**PROBLEM**
Reproduce, word for word, the part of the Suzuki TL1000R article that opens with the words containing "In this period" and closes with "factory race kit.".

Author: Bike Social Investment Specialist Posted: 15 May 2015
“The TL1000R concept is simple: Build a machine capable of setting new performance standards for a 1000cc V-Twin, with the potential to win superbike races.” These words, spoken by a very confident Suzuki man in 1998, went on to haunt the company because despite their very best efforts, the TL1000R was far from the ground breaking superbike they claimed it was. In fact it was an embarrassing flop, both in the showrooms and on the race track. The potential was certainly there, but fashion, technology and controversy all conspired against a machine that many are now viewing in a very different light. If you want a bike that encapsulates everything about biking in the late 1990s, look no further than the mighty TL-R.
In this period of two-wheeled history the world was going V-twin sportsbike crazy thanks to the success of Ducati in WSB and the TL-R was Japan’s first proper response to this trend. If a small factory in Bologna could build a world-beating V-twin, surely the might of Japan could make something pretty damn special? Unfortunately for Suzuki, it wasn’t quite that simple, despite the fact they went as far as releasing a £50,000 WSB-spec factory race kit.
Even before the R arrived in 1998, Suzuki’s new V-twin project had hit the skids. The TL1000S had become embroiled in a storm of controversy due to its handling issues and Suzuki were forced to issue an embarrassing recall to have a steering damper fitted. The firm’s new revolutionary rotary damper unit, which replaced a conventional shock absorber, was now being viewed with distrust and when it appeared again on the TL-R many were skeptical to say the least. But that wasn’t the TL-R’s main problem, where Ducati had built a race bike with lights, Suzuki had built a road bike with track potential and as such the TL-R was a big old beast.
With a dry weight of 197kg and a claimed 136bhp, on paper the TL1000R should have been a match for the Ducati 996, however customers quickly discovered that, irritatingly, Suzuki had lied about not only the bike’s weight, but also its power. Fat and bulky, the TL produced a genuine rear wheel power figure in the 115bhp area and handled like an oil tanker. This was far from the ‘racer with lights’ Ducati and instead of the promised aggressive V-twin superbike, Suzuki had delivered a soft, squishy and underwhelming motorcycle. And not only that, it had a ridiculously styled back end that looked like a duck’s beak. Then, as if it didn’t have enough against it, Yamaha chose the same year to launch the YZF-R1 and the world suddenly remembered how good inline fours were. The poor TL stood unloved and unsold on showroom floors until 2001 when the GSX-R1000 appeared and Suzuki withdrew the TL from their model line-up having sold just 2,291 units in the UK.

**MATERIAL**
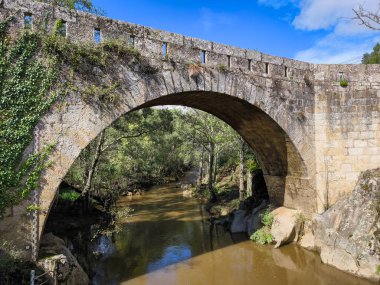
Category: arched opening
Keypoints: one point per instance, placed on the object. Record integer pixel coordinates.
(257, 128)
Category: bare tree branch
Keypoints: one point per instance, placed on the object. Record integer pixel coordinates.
(368, 18)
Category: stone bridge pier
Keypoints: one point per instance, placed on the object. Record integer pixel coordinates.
(312, 136)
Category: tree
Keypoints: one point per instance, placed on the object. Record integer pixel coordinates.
(373, 57)
(368, 18)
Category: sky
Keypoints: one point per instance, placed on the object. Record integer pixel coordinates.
(318, 31)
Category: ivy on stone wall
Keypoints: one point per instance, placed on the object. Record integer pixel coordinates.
(30, 82)
(26, 79)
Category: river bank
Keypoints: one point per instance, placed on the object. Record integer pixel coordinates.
(169, 239)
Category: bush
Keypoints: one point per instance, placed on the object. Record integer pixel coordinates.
(262, 236)
(267, 218)
(69, 195)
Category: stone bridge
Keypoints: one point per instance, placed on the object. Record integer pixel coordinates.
(312, 136)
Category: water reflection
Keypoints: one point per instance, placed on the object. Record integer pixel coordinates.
(169, 241)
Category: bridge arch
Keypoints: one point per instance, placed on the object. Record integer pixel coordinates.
(253, 109)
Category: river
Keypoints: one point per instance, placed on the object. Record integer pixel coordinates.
(168, 240)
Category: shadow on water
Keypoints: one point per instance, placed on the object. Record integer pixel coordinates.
(169, 240)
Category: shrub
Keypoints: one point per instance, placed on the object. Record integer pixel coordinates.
(262, 236)
(69, 195)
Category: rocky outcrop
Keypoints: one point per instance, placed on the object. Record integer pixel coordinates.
(248, 222)
(59, 261)
(348, 234)
(285, 226)
(239, 223)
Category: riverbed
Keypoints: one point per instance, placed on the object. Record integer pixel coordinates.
(169, 240)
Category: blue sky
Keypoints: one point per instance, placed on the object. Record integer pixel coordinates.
(319, 31)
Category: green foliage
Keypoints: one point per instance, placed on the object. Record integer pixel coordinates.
(69, 195)
(373, 57)
(222, 68)
(82, 5)
(33, 207)
(343, 83)
(267, 218)
(25, 80)
(262, 236)
(75, 55)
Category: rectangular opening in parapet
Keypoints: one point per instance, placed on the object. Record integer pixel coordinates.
(132, 41)
(164, 50)
(97, 36)
(203, 56)
(62, 28)
(28, 21)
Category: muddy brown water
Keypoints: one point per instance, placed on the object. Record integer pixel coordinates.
(168, 240)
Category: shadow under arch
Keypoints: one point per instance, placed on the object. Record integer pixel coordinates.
(274, 149)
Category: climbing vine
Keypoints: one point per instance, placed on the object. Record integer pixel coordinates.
(25, 80)
(29, 84)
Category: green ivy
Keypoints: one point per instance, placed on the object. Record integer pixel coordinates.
(263, 235)
(26, 78)
(29, 69)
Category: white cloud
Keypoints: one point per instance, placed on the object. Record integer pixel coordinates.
(324, 14)
(210, 20)
(336, 49)
(346, 41)
(277, 3)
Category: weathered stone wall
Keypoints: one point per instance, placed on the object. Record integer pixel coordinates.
(347, 127)
(312, 136)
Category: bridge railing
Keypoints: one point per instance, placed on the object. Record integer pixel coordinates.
(84, 28)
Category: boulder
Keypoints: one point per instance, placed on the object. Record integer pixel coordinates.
(58, 258)
(285, 227)
(348, 234)
(254, 220)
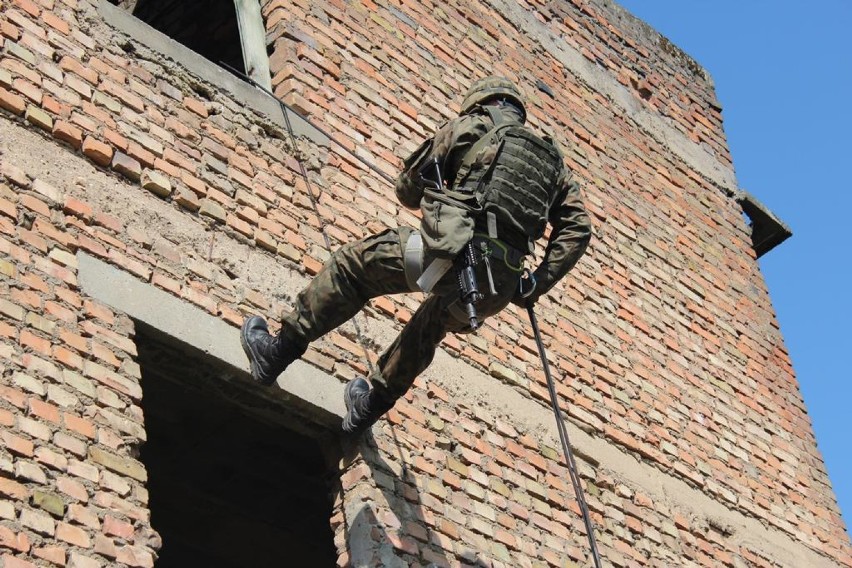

**ANSWER TO THIS PROBLEM**
In this period of two-wheeled history the world was going V-twin sportsbike crazy thanks to the success of Ducati in WSB and the TL-R was Japan’s first proper response to this trend. If a small factory in Bologna could build a world-beating V-twin, surely the might of Japan could make something pretty damn special? Unfortunately for Suzuki, it wasn’t quite that simple, despite the fact they went as far as releasing a £50,000 WSB-spec factory race kit.